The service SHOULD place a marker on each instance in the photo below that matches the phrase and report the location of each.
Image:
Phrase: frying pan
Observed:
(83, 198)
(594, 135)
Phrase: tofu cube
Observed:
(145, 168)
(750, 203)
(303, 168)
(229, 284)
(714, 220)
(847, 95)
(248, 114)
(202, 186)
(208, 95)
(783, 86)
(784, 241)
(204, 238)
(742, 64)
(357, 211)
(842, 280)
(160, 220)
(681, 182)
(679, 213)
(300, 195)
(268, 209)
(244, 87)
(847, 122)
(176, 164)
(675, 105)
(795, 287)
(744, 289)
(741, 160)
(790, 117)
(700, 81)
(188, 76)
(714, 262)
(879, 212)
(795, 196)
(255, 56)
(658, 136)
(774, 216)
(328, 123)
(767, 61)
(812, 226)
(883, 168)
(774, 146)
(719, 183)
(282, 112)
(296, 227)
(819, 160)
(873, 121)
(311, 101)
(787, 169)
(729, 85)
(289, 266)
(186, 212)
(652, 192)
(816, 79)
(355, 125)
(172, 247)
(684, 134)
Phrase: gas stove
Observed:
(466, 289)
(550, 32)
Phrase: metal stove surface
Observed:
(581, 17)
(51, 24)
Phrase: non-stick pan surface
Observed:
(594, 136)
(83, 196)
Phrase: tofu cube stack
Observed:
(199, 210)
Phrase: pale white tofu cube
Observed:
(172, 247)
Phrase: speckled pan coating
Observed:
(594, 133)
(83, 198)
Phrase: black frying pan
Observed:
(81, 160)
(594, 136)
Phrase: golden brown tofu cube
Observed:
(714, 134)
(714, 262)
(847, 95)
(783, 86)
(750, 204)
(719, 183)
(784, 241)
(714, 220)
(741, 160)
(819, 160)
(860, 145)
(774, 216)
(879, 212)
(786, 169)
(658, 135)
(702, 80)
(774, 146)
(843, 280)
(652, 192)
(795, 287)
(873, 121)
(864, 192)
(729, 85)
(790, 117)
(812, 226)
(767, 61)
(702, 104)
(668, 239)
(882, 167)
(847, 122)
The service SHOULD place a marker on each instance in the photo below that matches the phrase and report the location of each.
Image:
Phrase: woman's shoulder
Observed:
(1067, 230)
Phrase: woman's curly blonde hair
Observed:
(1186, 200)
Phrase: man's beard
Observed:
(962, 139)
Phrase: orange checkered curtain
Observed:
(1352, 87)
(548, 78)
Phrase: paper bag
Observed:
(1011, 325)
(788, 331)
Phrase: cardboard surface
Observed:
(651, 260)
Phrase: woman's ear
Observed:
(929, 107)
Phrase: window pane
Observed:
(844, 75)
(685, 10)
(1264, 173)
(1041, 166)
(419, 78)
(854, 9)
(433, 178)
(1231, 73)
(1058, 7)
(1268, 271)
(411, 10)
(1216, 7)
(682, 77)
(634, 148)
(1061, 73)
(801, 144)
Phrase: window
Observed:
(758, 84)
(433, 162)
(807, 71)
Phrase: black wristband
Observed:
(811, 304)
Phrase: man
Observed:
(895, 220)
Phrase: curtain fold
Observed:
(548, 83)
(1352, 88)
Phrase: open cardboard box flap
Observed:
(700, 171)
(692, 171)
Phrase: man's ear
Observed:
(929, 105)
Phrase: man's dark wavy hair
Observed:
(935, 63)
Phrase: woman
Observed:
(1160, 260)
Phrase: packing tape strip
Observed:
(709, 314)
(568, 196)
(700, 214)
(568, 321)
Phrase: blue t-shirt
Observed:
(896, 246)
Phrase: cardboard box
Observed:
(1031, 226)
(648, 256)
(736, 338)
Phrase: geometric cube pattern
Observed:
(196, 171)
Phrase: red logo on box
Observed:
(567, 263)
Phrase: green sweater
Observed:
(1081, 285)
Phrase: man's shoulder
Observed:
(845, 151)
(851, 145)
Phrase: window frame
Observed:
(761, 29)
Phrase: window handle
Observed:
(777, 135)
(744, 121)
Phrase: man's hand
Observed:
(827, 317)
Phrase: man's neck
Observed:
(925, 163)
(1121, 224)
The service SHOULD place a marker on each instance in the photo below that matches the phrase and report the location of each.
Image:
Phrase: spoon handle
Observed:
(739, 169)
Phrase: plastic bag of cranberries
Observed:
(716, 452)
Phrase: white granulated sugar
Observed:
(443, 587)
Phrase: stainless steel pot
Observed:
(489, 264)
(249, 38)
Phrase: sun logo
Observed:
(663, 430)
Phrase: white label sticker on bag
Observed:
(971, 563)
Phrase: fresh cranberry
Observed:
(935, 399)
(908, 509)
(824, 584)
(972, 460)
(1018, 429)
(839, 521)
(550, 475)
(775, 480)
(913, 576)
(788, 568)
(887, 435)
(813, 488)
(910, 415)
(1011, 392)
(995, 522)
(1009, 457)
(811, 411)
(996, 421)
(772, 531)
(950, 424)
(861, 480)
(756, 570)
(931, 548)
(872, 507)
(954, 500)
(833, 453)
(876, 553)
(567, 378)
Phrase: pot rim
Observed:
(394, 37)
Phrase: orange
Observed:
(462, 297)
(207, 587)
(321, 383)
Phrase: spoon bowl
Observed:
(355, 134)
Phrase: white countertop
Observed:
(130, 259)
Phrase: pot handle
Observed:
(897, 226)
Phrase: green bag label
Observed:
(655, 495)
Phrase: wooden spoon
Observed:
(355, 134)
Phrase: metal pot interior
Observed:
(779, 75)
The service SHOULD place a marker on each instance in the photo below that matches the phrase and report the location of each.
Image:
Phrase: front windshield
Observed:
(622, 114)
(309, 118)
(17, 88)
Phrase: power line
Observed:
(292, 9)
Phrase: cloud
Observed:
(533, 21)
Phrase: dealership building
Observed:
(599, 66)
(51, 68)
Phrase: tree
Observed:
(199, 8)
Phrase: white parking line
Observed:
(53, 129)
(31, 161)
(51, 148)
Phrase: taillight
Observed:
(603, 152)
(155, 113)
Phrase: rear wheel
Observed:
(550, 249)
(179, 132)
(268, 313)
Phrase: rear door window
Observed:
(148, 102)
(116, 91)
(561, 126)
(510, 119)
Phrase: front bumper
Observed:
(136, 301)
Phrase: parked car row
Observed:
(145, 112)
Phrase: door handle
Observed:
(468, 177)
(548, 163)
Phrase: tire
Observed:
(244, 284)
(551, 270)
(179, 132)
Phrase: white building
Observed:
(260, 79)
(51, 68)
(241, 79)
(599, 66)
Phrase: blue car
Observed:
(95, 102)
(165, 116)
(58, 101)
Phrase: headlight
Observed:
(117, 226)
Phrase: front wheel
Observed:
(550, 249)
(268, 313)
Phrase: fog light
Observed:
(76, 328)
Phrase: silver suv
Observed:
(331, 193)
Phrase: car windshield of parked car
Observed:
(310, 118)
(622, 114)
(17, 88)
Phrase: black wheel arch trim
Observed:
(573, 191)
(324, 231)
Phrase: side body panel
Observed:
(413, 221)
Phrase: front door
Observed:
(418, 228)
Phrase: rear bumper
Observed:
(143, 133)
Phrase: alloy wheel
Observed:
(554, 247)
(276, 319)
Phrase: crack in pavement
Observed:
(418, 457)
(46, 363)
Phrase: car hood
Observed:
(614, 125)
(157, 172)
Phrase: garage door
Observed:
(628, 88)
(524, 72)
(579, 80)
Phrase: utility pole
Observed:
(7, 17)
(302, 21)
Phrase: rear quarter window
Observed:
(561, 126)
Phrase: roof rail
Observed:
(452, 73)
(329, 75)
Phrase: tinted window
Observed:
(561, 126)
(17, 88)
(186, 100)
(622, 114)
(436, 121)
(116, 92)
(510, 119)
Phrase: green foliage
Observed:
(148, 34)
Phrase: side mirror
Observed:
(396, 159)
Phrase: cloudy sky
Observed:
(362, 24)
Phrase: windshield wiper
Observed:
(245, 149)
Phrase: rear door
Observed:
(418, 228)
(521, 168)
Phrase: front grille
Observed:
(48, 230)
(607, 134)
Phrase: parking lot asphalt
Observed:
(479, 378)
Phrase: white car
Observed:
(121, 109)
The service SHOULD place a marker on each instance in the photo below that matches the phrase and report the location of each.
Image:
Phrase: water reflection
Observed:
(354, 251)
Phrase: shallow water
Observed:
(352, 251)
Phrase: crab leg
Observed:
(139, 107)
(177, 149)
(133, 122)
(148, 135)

+ + + + +

Your objective =
Pull out all lines of the data with the string "rear".

Result below =
Phrase: rear wheel
Phrase: rear door window
Phrase: rear bumper
Phrase: rear quarter window
Phrase: rear door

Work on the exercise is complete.